I’ve heard this saying my entire life and today it’s really bothering me. What a totally negative, rotten thing to believe! Why should all good things come to an end? Says who? Why would I want to believe this? Well, I don’t!
I’m pondering my last full day of freedom, as I plan my return to my job tomorrow morning after a 6 week medical leave. Yes, I feel like my world is crashing in on me and that these seemingly endless days of carefree, do what I want when I want, loving life are over. So I’m trying to balance this with the reality that I prefer, which is to make the most of what I have. So…I must return to the office tomorrow, now how do I turn this into a good thing? Well, I love my co-workers, I love our sunny location on the river, I am ever grateful for the respect with which I am treated at all times. I am also grateful for the medical benefits and income that allowed me to live a completely stress free life for these past 6 weeks.
So, how about new beginnings instead of good things ending? What have I learned about my life during these 6 weeks? More than I really imagined, it turns out. As I think about my days of freedom, I know in my heart that I lived each day to it’s fullest. Every single morning, I awoke to a deep feeling of gratitude. I thanked the universe for every blessed day that I had. Yea, sure I went to radiation every single day of these 6 weeks, but turns out I was grateful even for that. Grateful for the technology and advancements that make it possible for me to be alive today. Grateful for a healthcare system called Legacy, in which all the providers took the gentlest, kindest, most thorough care of me. Grateful for a powerful radiation machine manufactured probably somewhere in Germany, that moved around my body every morning zapping those hideous cancer creepies.

Data items:
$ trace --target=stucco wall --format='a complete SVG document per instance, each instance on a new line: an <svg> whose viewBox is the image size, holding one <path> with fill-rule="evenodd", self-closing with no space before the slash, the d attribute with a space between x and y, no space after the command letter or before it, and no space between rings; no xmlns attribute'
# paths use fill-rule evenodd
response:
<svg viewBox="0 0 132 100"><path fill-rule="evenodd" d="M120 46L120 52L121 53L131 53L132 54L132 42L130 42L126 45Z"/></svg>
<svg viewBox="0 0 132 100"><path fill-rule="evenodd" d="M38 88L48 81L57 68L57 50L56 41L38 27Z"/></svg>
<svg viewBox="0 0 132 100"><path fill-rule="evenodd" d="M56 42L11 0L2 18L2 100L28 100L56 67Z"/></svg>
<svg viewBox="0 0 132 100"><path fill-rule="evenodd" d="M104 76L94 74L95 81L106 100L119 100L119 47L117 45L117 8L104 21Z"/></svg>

== Task directions ==
Extend the personal reflection on returning to work after a medical leave, beginning immediately after its final sentence.

== Answer section ==
So today I ponder, how can I ensure that the good things I lived for these 6weeks do NOT come to an end? My outlook on life…my appreciation of each moment…my piercing awareness of those around me…my burning desire to do something every single day that makes a difference. My mission, then, is to hold on to all of this as I move on to yet another phase of this wild and precious life. To anchor these feeling deep within my core so that I do not waste a single moment. And the life lesson that no matter what you do in this world…do it to the absolute best of your abilities. Because we truly have an impact on those around us, even though we may not realize it. We make a difference in each others lives simply by being!
So this morning I have flipped the switch on my mindset. I nearly began this morning with sadness and with feelings of emptiness about what tomorrow holds for me. And now, I’m feeling more inspired than before. More driven to make the most and to decide for myself what really matters to me. And then — to go out and make it happen. I “see” it…I “feel” it…the universe is clear on my intentions. Now it’s time to deliver!
I am living every single day as if someone left the gate open! My hair blowing in the breeze (once it grows back!), my feet rarely touching the ground, my heart wide open to embrace the life around me, my vision soaring to the mountains and to the wisdom I find in nature. Leave behind all that no longer serves me and create a new freedom born of trust in the universe and belief in my power to impact my reality.
I really really like these new happy beginnings! And afterall, endings are seriously just new beginnings, are they not?